== Segment start ==
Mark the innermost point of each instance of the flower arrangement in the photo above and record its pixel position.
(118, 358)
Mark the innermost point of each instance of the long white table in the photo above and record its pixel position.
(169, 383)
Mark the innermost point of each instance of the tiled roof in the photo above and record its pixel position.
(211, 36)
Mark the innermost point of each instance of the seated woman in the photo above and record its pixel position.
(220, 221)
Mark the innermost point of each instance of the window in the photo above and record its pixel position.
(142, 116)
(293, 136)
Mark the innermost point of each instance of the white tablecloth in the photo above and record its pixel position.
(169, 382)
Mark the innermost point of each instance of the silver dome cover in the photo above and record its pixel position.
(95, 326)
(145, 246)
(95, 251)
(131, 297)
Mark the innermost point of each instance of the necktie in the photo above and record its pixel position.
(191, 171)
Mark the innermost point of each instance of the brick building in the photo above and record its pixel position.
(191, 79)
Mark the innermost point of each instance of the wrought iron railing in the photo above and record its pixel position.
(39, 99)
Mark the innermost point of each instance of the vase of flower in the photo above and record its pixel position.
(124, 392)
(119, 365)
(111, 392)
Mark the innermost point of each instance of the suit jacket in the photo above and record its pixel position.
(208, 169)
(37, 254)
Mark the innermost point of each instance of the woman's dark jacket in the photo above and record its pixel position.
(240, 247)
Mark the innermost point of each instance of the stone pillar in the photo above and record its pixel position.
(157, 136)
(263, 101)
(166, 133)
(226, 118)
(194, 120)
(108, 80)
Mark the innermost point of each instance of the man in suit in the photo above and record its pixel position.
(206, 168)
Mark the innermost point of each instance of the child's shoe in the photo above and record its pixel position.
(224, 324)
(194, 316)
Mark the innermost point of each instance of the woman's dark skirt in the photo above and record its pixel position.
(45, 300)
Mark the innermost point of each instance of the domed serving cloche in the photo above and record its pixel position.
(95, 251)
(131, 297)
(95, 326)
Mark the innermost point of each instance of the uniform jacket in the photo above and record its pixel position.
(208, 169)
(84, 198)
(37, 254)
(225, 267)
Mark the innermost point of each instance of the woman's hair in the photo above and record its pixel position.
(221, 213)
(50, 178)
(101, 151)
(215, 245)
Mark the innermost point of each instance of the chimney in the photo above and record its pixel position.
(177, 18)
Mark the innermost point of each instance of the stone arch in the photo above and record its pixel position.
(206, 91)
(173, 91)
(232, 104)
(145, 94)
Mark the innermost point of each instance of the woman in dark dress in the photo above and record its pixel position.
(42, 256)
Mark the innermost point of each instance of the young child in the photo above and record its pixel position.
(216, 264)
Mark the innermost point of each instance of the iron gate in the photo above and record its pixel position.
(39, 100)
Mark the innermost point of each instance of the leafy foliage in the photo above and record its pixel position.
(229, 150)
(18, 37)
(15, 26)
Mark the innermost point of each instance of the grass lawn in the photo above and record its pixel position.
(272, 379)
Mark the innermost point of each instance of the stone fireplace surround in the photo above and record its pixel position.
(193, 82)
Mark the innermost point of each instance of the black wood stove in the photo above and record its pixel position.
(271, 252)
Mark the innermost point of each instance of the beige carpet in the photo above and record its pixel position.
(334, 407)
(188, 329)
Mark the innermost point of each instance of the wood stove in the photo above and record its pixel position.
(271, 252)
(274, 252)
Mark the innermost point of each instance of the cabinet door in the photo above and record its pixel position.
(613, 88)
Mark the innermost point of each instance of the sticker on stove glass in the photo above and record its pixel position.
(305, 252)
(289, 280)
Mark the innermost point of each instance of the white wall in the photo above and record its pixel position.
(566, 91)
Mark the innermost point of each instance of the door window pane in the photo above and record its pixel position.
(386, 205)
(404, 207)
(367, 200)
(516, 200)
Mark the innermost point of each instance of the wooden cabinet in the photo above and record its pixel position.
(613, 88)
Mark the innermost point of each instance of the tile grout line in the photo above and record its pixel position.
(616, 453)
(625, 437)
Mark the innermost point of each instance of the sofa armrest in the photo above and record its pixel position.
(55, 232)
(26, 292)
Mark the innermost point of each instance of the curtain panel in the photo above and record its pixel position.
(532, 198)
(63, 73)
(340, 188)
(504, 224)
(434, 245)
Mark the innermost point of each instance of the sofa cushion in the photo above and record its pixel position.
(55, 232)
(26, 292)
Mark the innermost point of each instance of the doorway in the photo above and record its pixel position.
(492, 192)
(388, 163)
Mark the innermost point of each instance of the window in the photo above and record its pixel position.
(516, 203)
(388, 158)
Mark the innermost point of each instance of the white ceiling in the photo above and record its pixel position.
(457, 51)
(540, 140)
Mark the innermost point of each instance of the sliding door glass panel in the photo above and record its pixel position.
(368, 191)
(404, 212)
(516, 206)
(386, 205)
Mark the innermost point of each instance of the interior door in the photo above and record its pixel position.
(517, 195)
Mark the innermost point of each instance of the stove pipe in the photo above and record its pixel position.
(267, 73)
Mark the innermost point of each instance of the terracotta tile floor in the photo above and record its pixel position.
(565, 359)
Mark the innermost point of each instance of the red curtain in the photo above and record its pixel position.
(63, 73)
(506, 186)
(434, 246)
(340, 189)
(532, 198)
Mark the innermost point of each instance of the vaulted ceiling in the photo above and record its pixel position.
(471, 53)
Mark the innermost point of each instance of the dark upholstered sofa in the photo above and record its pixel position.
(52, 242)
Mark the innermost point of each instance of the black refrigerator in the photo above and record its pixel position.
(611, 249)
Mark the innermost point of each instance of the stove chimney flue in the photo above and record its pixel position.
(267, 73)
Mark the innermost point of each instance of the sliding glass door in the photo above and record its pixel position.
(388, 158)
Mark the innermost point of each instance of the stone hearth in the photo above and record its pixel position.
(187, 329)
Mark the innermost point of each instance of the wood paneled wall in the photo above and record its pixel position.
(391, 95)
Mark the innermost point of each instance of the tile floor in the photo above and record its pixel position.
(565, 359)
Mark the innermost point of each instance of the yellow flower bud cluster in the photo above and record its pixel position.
== Segment end ==
▶ _PROMPT_: Set down the data above once more so that nothing differs from the original.

▶ _REPLY TO THE TASK_:
Mark the innermost point of each instance of the flower arrangement in the photo above and record its pixel position.
(118, 358)
Mark the innermost point of each instance of the long white table in the photo above and record its pixel position.
(169, 383)
Mark the innermost point of each instance of the tiled roof in the photo above and record its pixel position.
(211, 36)
Mark the innermost point of each instance of the seated woman in the photo above and record its pixel position.
(220, 221)
Mark the innermost point of each instance of the window in the photo above and record its pixel position.
(142, 116)
(293, 136)
Mark the innermost point of each instance of the white tablecloth in the photo above and record its pixel position.
(169, 382)
Mark the innermost point of each instance of the silver dome cover in the photo above and record its pixel position.
(95, 326)
(145, 246)
(95, 251)
(131, 297)
Mark the innermost point of each instance of the necktie in the photo above and record its pixel position.
(191, 171)
Mark the innermost point of each instance of the brick building in the photo above and record its pixel position.
(191, 79)
Mark the innermost point of each instance of the wrought iron railing in the photo above and record its pixel position.
(39, 99)
Mark the innermost point of each instance of the vase of flower in the photo above and record its pixel position.
(124, 392)
(119, 365)
(111, 392)
Mark the innermost point of each instance of the suit jacket in the photo above and record its pixel position.
(208, 169)
(37, 254)
Mark the innermost point of each instance of the woman's dark jacket in the photo above and record its pixel position.
(240, 247)
Mark the innermost point of each instance of the stone pillar in the photo above and record its pixel position.
(157, 136)
(263, 101)
(166, 133)
(226, 118)
(194, 120)
(108, 80)
Mark the innermost point of each instance of the man in suit in the photo above and record its pixel position.
(206, 168)
Mark the innermost point of each instance of the child's shoe in the photo above and record its pixel position.
(224, 324)
(194, 316)
Mark the innermost point of each instance of the woman's dark skirt in the photo above and record its pixel position.
(45, 300)
Mark the innermost point of each instance of the domed serving cloche in the photo above and record its pixel position.
(95, 251)
(131, 297)
(95, 326)
Mark the innermost point of each instance of the uniform jacket in the photo above and record its pixel position.
(208, 169)
(84, 198)
(37, 254)
(225, 267)
Mark the innermost point of each instance of the woman's hair in the photo above and record its pixel position.
(221, 213)
(50, 178)
(101, 151)
(215, 245)
Mark the innermost point of each instance of the chimney in the photo above and record its pixel position.
(177, 18)
Mark the innermost point of each instance of the stone arch in the photo above and record its pixel position.
(206, 91)
(173, 91)
(232, 104)
(145, 94)
Mark the innermost point of each instance of the woman in dark dress in the photo above and record its pixel position.
(42, 256)
Mark the innermost point of each instance of the young child in the photo above and record its pixel position.
(216, 264)
Mark the innermost point of each instance of the iron gate in the photo above and record its pixel position.
(39, 100)
Mark the innermost point of each instance of the leafy foliage in the photo above and record its pixel position.
(229, 150)
(18, 37)
(15, 26)
Mark the innermost point of each instance of the grass lawn in the photo above and record its pixel position.
(272, 379)
Mark the innermost point of each instance of the stone fireplace surround in the photo above and record its pixel position.
(193, 82)
Mark the innermost point of each instance of the black wood stove in the photo above and record its pixel position.
(271, 252)
Mark the innermost point of each instance of the beige carpet in the photo above and record its pixel position.
(334, 407)
(188, 329)
Mark the innermost point of each instance of the wood stove in the photo above and record its pixel position.
(271, 252)
(274, 252)
Mark the innermost point of each instance of the cabinet door in the photo above and record its pixel position.
(613, 88)
Mark the innermost point of each instance of the sticker on stove glass in the photo above and record its pixel position.
(305, 252)
(289, 280)
Mark the innermost point of each instance of the white wall in the photo above and record its pixel position.
(566, 91)
Mark the innermost point of each instance of the door window pane in the photo above and record its pixel position.
(386, 205)
(404, 207)
(367, 200)
(516, 200)
Mark the innermost point of each instance of the wooden cabinet in the photo above and record its pixel position.
(613, 88)
Mark the innermost point of each instance of the tile grout line in the photo above and record its pixel position.
(616, 453)
(625, 437)
Mark the innermost point of each instance of the sofa armrest in the photo above and record its pixel position.
(55, 232)
(26, 292)
Mark the innermost point of each instance of the curtain panel in the photo above and record its pixel position.
(532, 198)
(63, 73)
(340, 188)
(504, 224)
(434, 245)
Mark the innermost point of each instance of the sofa cushion in the photo above and record its pixel position.
(55, 232)
(26, 292)
Mark the innermost point of each instance of the doorway in the photo above and record its pixel position.
(492, 192)
(388, 163)
Mark the innermost point of each instance of the window in the photo above and record its pixel position.
(516, 203)
(388, 158)
Mark the innermost point of each instance of the white ceiling in the photo above and record its pixel position.
(457, 51)
(540, 140)
Mark the innermost point of each instance of the sliding door glass panel in the photo above and record its pixel position.
(368, 191)
(404, 212)
(516, 206)
(386, 205)
Mark the innermost point of each instance of the interior door in the photo above and record its pixel position.
(517, 195)
Mark the innermost point of each instance of the stove pipe in the photo above and record its pixel position.
(267, 73)
Mark the innermost point of each instance of the terracotta tile floor in the photo above and record its pixel position.
(565, 359)
Mark the innermost point of each instance of the red curtain in the photo above and record its pixel position.
(63, 73)
(506, 186)
(434, 246)
(340, 189)
(532, 198)
Mark the innermost point of each instance of the vaulted ceiling in the photo above and record its pixel position.
(471, 53)
Mark the innermost point of each instance of the dark upholstered sofa in the photo above and record its pixel position.
(52, 242)
Mark the innermost point of each instance of the black refrigerator in the photo above and record its pixel position.
(611, 249)
Mark the innermost point of each instance of the stove chimney flue in the photo above and record its pixel position.
(267, 73)
Mark the innermost point of each instance of the sliding glass door in the photo above and record its pixel position.
(388, 158)
Mark the innermost point of each instance of the stone hearth in the photo above and record its pixel position.
(187, 329)
Mark the innermost point of each instance of the wood paneled wall in the photo above and record its pixel position.
(391, 95)
Mark the innermost point of each instance of the tile floor in the photo above and record its pixel position.
(565, 359)
Mark the innermost point of each instance of the yellow flower bud cluster in the photo above and record its pixel position.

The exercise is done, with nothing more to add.